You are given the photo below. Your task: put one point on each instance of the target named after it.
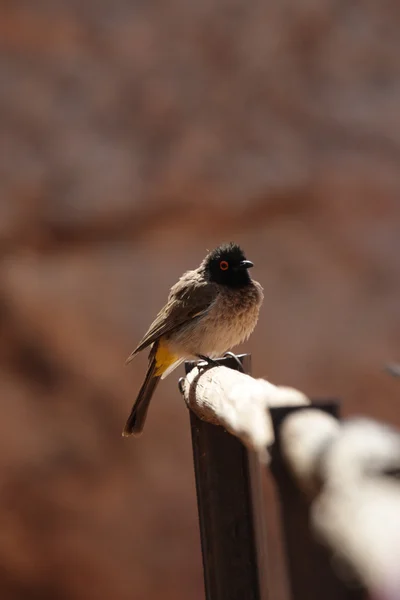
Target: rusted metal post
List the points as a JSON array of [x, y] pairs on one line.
[[309, 567], [226, 492]]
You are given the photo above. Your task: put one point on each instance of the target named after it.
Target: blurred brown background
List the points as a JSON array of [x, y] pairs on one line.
[[133, 136]]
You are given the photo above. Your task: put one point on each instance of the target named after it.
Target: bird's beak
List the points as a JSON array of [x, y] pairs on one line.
[[245, 264]]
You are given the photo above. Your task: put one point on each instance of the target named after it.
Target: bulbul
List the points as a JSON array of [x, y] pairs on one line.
[[209, 310]]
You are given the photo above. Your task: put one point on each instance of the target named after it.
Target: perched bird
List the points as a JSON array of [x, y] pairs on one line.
[[209, 310]]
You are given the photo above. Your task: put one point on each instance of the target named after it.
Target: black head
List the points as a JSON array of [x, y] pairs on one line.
[[228, 265]]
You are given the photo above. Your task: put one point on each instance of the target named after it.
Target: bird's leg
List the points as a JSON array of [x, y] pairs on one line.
[[210, 362], [236, 359]]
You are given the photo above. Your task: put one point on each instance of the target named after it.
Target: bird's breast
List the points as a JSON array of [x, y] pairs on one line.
[[230, 321]]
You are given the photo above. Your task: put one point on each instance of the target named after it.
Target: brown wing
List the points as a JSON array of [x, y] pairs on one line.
[[189, 298]]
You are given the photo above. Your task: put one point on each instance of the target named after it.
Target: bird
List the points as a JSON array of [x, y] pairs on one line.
[[209, 310]]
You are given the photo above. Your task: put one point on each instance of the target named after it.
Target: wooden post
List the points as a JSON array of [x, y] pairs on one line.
[[229, 522], [309, 565]]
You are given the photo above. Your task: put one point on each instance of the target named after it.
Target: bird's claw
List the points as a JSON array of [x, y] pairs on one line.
[[236, 359]]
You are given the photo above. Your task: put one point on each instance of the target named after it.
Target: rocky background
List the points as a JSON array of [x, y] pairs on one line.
[[133, 136]]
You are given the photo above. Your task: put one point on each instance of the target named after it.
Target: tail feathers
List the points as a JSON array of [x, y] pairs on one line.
[[137, 418]]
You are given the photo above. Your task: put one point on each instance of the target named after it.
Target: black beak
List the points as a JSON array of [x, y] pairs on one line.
[[245, 264]]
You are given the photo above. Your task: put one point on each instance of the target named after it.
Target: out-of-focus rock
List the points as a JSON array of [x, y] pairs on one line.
[[133, 137]]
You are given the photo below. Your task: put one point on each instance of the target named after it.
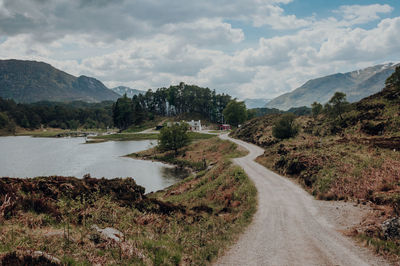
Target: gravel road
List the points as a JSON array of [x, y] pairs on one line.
[[289, 227]]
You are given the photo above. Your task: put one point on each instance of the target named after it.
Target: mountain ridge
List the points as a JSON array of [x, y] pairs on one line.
[[28, 81], [356, 84], [121, 90]]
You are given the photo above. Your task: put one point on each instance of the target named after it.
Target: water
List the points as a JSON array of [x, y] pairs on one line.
[[31, 157]]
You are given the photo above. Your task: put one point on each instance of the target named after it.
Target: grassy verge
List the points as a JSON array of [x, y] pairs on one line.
[[140, 136], [353, 157], [190, 222]]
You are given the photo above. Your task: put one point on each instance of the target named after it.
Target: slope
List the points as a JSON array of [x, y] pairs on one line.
[[31, 81], [357, 85]]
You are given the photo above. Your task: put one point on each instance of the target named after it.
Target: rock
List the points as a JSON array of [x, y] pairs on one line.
[[106, 234], [391, 228]]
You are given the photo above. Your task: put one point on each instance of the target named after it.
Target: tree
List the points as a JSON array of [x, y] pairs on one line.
[[316, 109], [338, 105], [235, 112], [123, 112], [285, 127], [173, 137], [4, 120]]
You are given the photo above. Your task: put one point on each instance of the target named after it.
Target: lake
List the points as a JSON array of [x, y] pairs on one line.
[[31, 157]]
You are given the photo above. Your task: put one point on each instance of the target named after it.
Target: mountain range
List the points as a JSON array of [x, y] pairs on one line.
[[255, 103], [356, 85], [121, 90], [31, 81]]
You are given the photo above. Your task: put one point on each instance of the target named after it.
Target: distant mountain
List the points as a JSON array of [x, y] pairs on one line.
[[31, 81], [121, 90], [255, 103], [357, 85]]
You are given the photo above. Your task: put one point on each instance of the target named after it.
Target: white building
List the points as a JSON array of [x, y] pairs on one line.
[[194, 125]]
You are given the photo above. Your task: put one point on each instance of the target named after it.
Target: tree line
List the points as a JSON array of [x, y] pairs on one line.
[[172, 101], [54, 114]]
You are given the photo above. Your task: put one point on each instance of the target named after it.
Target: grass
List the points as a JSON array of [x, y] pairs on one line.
[[355, 159], [140, 136], [387, 248], [191, 222]]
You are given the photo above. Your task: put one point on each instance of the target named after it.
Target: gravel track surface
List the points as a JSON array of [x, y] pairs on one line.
[[290, 227]]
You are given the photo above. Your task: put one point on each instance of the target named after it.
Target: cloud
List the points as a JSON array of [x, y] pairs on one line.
[[150, 43], [357, 14]]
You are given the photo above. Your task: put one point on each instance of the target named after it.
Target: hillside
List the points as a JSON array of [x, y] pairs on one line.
[[353, 158], [31, 81], [357, 85], [255, 103], [121, 90]]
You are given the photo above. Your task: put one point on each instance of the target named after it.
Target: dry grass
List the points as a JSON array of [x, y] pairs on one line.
[[188, 223]]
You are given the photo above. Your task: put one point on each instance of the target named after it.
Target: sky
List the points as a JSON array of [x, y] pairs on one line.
[[247, 48]]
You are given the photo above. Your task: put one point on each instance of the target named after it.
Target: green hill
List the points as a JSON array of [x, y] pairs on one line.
[[31, 81], [353, 157], [357, 85]]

____

## Task statement
Take the material above from its first line through the line that has "Target: black head" and copy it exactly, without any pictures.

## Response area
You are given the photo below. Your task: put one point on each instance of the target named after it.
Target: rusted metal post
List the points as a JSON array of [x, y] pairs on one line.
[[309, 567], [226, 492]]
You are given the photo above. Your task: put one point on each instance of the target named after it.
Target: blurred brown background
List the points as a JSON array of [x, y] pairs on one line.
[[133, 136]]
You are given the photo above. Your task: put one point on each instance of the target named after it.
Target: bird's beak
List the points as a JSON array of [x, y] pairs on one line.
[[245, 264]]
You are given the photo above. Your task: put one point on each instance of the target named after it.
Target: bulbul
List the points as a JSON array of [x, y] pairs on one line.
[[209, 310]]
You are given the photo above. Your task: put one point on each instance of the target named after it.
Target: perched bird
List the points as a JSON array of [x, y] pairs on one line.
[[209, 310]]
You are given the photo above. Your task: put one point on each instance of the target named after it.
Target: black head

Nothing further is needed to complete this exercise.